----- Supplied entries -----
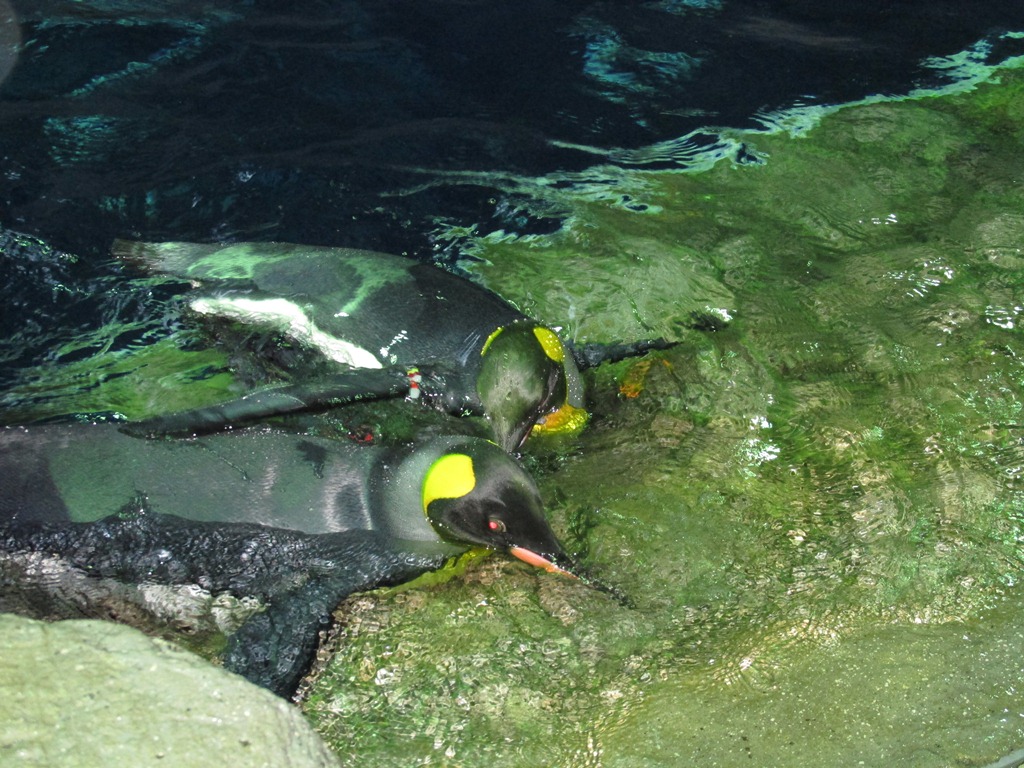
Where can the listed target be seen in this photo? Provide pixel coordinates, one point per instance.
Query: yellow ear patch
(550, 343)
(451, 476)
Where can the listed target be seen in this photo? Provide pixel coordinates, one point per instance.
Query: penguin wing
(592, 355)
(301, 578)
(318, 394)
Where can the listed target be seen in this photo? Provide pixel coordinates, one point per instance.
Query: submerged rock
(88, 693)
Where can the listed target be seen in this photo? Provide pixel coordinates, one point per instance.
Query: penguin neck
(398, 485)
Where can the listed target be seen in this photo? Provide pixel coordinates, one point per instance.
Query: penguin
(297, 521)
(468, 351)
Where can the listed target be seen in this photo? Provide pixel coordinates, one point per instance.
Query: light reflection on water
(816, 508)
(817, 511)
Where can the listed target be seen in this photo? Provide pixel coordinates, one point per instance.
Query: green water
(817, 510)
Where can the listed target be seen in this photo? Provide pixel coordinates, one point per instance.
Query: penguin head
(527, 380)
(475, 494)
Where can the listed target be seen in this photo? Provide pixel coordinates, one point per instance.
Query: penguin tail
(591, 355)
-----
Copy all the records word for word and keep the pictures out.

Where can the listed target be seen in this photo? Provide pixel coordinates, one point per instance.
Query: yellow ear patch
(550, 343)
(451, 476)
Where can the listed target be seen in this photo? Provide pixel coordinates, one point per instance.
Query: penguin wing
(592, 355)
(301, 578)
(318, 394)
Where can the listed target be seen in this photo? Provide pixel coordinates, one point per instance.
Query: submerged rock
(88, 693)
Where can the listed target be seen in this photo? Provide pixel coordinates, one point per instance.
Query: penguin neck
(398, 485)
Where can the listed target be seen in this photo? Provide pixel coordinates, one point per instance.
Query: penguin
(297, 521)
(468, 351)
Where can the listed target be seen in this photo? Provide pixel coordinates, one point per instance.
Query: light reflection on water
(816, 508)
(817, 511)
Where can the listed target be seen in this photo? Provide pixel coordinates, one point per instance.
Query: green water
(817, 510)
Where can the listed target be seen in this photo? Provide pixel coordinates, one point per instance.
Query: penguin head
(527, 380)
(475, 494)
Where can the listed target be seen in this photo? Provide pixel coordinates, one point per instance.
Query: penguin tail
(591, 355)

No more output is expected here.